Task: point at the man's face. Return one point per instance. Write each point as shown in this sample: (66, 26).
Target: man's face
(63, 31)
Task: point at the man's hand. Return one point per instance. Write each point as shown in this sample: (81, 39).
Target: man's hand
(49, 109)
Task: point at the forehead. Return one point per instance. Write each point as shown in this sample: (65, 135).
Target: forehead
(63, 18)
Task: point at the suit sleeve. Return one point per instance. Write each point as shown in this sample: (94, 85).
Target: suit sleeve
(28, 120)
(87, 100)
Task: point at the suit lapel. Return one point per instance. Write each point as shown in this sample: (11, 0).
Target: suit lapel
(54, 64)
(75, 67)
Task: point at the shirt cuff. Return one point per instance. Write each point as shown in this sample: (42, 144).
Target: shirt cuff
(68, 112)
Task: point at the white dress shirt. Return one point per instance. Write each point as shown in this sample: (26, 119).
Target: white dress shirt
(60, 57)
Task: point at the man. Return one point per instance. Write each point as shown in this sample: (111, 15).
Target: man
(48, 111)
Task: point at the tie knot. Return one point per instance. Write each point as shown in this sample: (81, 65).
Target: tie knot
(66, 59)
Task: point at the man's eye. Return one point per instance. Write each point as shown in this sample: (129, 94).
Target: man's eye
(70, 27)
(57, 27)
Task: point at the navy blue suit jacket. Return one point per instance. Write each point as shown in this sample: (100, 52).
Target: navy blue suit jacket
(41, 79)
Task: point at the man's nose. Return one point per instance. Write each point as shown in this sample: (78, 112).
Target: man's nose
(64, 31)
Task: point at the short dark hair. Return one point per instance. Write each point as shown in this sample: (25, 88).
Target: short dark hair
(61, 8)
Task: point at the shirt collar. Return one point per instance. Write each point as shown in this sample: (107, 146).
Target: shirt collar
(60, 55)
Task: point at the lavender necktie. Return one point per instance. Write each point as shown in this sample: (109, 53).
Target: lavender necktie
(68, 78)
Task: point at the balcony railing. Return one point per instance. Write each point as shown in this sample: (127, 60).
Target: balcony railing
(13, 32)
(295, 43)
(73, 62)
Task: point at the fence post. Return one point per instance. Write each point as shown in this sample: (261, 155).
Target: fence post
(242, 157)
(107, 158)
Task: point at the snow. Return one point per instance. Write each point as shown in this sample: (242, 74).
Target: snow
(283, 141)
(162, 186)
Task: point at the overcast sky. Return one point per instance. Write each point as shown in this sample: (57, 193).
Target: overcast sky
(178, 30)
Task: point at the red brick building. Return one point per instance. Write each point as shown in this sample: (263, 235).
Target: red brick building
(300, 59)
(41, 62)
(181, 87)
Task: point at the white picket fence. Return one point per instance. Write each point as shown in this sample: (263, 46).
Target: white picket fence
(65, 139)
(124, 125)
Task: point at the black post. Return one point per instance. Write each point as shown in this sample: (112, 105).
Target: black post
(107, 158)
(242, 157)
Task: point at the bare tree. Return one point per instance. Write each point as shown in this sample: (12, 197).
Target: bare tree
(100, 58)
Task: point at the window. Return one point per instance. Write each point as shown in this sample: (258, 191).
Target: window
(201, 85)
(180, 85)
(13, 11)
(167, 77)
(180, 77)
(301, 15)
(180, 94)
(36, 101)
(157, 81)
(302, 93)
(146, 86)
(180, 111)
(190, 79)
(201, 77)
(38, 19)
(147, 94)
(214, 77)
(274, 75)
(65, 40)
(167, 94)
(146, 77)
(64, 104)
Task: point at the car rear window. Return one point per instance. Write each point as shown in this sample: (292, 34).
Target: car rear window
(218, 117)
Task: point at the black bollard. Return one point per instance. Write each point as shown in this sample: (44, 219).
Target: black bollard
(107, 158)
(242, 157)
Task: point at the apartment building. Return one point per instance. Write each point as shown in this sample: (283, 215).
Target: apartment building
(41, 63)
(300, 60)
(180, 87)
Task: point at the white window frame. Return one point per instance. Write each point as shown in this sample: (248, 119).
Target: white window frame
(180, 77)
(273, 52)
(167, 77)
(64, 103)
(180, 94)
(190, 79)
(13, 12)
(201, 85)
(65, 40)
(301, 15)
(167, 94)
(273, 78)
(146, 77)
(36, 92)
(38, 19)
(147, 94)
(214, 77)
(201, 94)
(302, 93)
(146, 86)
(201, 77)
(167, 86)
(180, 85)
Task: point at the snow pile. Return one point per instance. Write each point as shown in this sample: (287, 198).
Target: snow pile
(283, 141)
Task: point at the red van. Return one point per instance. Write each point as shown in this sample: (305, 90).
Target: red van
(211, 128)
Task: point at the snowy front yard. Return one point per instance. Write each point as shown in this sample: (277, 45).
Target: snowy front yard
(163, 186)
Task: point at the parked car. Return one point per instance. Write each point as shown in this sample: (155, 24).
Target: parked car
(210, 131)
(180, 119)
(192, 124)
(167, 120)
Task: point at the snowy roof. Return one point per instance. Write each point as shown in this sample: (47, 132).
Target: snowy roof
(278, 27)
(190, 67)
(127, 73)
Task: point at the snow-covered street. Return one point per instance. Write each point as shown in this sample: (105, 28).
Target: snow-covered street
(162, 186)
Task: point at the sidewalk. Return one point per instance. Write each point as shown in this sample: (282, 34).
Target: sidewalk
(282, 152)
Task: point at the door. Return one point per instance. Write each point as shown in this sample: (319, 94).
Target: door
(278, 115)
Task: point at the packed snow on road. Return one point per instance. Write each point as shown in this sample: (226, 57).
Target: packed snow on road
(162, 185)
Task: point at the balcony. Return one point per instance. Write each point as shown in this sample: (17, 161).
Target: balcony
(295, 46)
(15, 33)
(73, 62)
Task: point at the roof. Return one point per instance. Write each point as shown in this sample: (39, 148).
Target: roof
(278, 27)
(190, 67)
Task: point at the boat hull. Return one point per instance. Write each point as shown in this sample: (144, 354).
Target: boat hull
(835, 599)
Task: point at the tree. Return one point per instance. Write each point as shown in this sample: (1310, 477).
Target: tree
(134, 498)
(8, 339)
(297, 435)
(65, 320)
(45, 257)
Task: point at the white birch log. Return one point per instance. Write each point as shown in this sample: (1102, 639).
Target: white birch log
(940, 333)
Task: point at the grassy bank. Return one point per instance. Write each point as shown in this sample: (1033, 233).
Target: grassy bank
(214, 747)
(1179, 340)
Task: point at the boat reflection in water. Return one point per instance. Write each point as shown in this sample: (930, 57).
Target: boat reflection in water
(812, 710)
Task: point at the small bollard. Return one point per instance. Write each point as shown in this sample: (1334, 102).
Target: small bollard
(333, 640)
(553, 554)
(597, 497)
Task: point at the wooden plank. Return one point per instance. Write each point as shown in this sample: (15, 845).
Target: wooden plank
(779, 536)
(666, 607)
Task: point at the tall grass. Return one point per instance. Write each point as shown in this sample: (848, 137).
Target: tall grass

--------

Copy all the entries exactly.

Task: point at the man's face. Return one point per instance. Write each point as shown in this sample: (66, 26).
Target: man's face
(63, 31)
Task: point at the man's hand. Return one point per instance. Write each point as shown in this sample: (81, 39).
Target: man's hand
(49, 109)
Task: point at the forehead. Return one point per instance. Write each point as shown in this sample: (65, 135).
Target: forehead
(63, 18)
Task: point at the suit sleeve. Return one point per instance. Write each point as shown in this sample: (94, 85).
Target: suit sleeve
(28, 120)
(87, 100)
Task: point at the suit lapel. Return one point per instance. Write each point as shown in this sample: (11, 0).
Target: suit lapel
(54, 64)
(75, 67)
Task: point at the shirt cuff. Return one point per instance. Write each point as shown in this sample: (42, 144).
Target: shirt cuff
(68, 112)
Task: point at the white dress shirt. Return one point per instance. Write each point as shown in this sample: (26, 119).
Target: white dress shirt
(60, 57)
Task: point at the man. Return one point per instance. Write each point as shown in this sample: (111, 15).
Target: man
(48, 111)
Task: point at the tie knot. Return one point per instance. Write each point as shown in this sample: (81, 65).
Target: tie knot
(66, 59)
Task: point at the man's eye. Return one point per instance. Write each point as shown in this sample: (129, 94).
Target: man's eye
(70, 27)
(57, 27)
Task: point at the navy blue suit jacket. Return one point per instance. Write each point as shown in this sample: (100, 52).
Target: navy blue suit jacket
(41, 79)
Task: point at the man's nose. Return one point per instance. Write each point as shown in this sample: (78, 112).
Target: man's nose
(64, 31)
Task: point at the short dark hair. Return one point per instance. Write each point as shown in this sample: (25, 88).
Target: short dark hair
(61, 8)
Task: point at the shirt collar. Return one point per instance. Write each point as shown in this sample: (107, 146).
Target: shirt collar
(60, 55)
Task: point at the lavender necktie. Return one point per instance. Write each point as shown in this sample: (109, 53).
Target: lavender necktie
(68, 78)
Task: point at the balcony railing. Return one point per instance. Write each point as shown in this sample: (127, 60).
Target: balcony railing
(13, 32)
(295, 43)
(73, 62)
Task: point at the fence post. Return one point per instance. Write each point as shown in this sample: (261, 155).
Target: fence post
(242, 157)
(107, 158)
Task: point at the snow. Return one point per instance. Write each point as shown in this sample: (242, 74).
Target: snow
(283, 141)
(162, 186)
Task: point at the overcast sky. Return one point per instance. Write each point as shown in this sample: (57, 193).
Target: overcast sky
(178, 30)
Task: point at the red brick building. Return one point per instance. Write each point as shown in this sample: (263, 235).
Target: red brick building
(300, 59)
(41, 62)
(181, 87)
Task: point at the white picket fence. Return one point per instance. Write each point as shown in this sample: (263, 46).
Target: white picket fence
(65, 139)
(124, 125)
Task: point at the black post. Return one point per instance. Write each point as shown in this sample: (112, 105).
Target: black post
(107, 158)
(242, 157)
Task: point at the bare tree. Return one point per instance. Write each point as shown in this sample: (12, 197).
Target: bare tree
(100, 58)
Task: point at the window. Return one point per instance. Write each point as shown in this sample: (258, 191).
Target: window
(201, 85)
(180, 85)
(13, 11)
(167, 77)
(180, 77)
(301, 15)
(180, 94)
(36, 101)
(157, 81)
(302, 93)
(146, 86)
(180, 111)
(190, 79)
(201, 77)
(38, 19)
(147, 94)
(214, 77)
(274, 75)
(65, 40)
(167, 94)
(146, 77)
(64, 104)
Task: point at the car rear window. Return one point per instance. Write each point as shown in this sample: (292, 34).
Target: car rear window
(218, 117)
Task: point at the black bollard. Return one point per instance. Write each point as shown in this sample: (44, 219).
Target: black bollard
(107, 158)
(242, 157)
Task: point at the apartment building. Return one point per instance. Write each point as shown in this sample: (283, 215).
Target: apartment building
(41, 63)
(300, 60)
(180, 87)
Task: point at the white window frame. Return one point per instance. Write each point as shown in this sample: (248, 119).
Target: white window frame
(180, 77)
(273, 52)
(167, 77)
(64, 103)
(180, 94)
(190, 79)
(13, 12)
(201, 85)
(65, 40)
(301, 15)
(167, 94)
(273, 78)
(146, 77)
(36, 92)
(38, 19)
(147, 94)
(214, 77)
(201, 94)
(302, 93)
(146, 86)
(201, 77)
(167, 86)
(180, 85)
Task: point at the snow pile. Return one point per instance. Write each point as shown in this sample: (287, 198).
Target: snow pile
(283, 141)
Task: point at the red van. Return one point per instance. Write each point as shown in this sample: (305, 90).
Target: red van
(211, 128)
Task: point at the snowy front yard. Return one point per instance. Write each point as shown in this sample: (277, 45).
Target: snowy front yard
(163, 186)
Task: point at the parked car. Return one point per instance. Write each point as shown in this sample: (155, 24).
Target: parked car
(210, 131)
(180, 119)
(192, 124)
(167, 120)
Task: point at the snowy roof. Return one point per instance. Write each point as shown in this sample: (47, 132).
Target: snowy roof
(278, 27)
(190, 67)
(127, 73)
Task: point at the snow-covered street. Return one point per instance. Write each point as shown in this sample: (105, 28).
Target: snow-covered street
(162, 186)
Task: point at the sidewalk. Return one point per instance. Write each point as shown in this sample: (282, 34).
Target: sidewalk
(282, 152)
Task: point at the door. Return one point per instance. Write each point as shown in this sample: (319, 94).
Target: door
(278, 115)
Task: point at the packed snow on road. Return one point per instance. Write each point as shown in this sample: (226, 57).
Target: packed snow on road
(162, 185)
Task: point at the balcony. Return one point per instance. Write each point as shown in this sample: (17, 161).
Target: balcony
(295, 46)
(15, 33)
(73, 62)
Task: point at the roof. Return one point per instance. Write each point as shown in this sample: (39, 148).
Target: roof
(278, 27)
(190, 67)
Task: point at the boat hull. Return one point per instance. Write each point as shown in this sample: (144, 354).
Target: boat hull
(835, 599)
Task: point at the tree. Return one point per instance. Write each point as shown in this sample: (1310, 477).
Target: tree
(134, 498)
(8, 339)
(297, 435)
(65, 320)
(45, 257)
Task: point at the white birch log. Return one point per instance. Write each point as shown in this sample: (1102, 639).
Target: white birch log
(940, 333)
Task: point at the grassy bank. Return one point per instance. Write each point as shown in this sample: (1033, 233).
Target: grassy bank
(214, 747)
(1179, 340)
Task: point at the boat reflection in water. Return one point per instance. Write each point as shown in this sample: (930, 57).
Target: boat reflection in water
(812, 710)
Task: point at the small bollard. Return one point per instance. Write each point as shown in this sample: (1334, 102).
Target: small bollard
(333, 640)
(553, 554)
(597, 497)
Task: point at the wooden plank. Return one point per instance. Write each point as shown in this sample: (15, 845).
Target: wooden plank
(779, 536)
(666, 607)
Task: point at the tall grass. Return one point per instance. Write each point as shown in this sample: (848, 137).
Target: tall grass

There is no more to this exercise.